## STATED TASK:
From the entries below, extract each line that contains the string "blue", copying every such line in full. Treat the match as case-sensitive.

## LISTED RECORDS:
━━━━

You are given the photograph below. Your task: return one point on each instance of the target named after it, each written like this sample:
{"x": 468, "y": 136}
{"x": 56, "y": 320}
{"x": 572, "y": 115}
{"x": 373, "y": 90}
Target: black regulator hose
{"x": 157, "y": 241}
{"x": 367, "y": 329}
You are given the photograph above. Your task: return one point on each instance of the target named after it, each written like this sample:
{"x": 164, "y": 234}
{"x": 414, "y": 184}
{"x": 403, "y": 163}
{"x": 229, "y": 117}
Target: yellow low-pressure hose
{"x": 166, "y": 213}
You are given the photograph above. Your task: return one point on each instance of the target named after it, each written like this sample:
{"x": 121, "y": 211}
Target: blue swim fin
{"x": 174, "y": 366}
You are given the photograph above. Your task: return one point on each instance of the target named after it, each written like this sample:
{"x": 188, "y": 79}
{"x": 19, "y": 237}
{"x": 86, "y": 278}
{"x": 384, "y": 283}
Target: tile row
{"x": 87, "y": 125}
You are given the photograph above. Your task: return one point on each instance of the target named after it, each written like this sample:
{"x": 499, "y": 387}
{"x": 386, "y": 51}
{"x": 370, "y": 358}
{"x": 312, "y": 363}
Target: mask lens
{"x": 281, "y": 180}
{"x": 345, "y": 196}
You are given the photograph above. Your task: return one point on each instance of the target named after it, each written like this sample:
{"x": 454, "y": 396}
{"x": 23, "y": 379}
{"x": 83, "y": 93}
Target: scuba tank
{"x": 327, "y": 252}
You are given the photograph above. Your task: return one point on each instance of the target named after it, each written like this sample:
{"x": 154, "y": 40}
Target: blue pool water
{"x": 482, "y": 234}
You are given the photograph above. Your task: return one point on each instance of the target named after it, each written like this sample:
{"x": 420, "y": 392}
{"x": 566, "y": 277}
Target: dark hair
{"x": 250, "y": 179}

━━━━

## RESULT OF THIS EXERCISE:
Target: blue swim fin
Target: blue pool water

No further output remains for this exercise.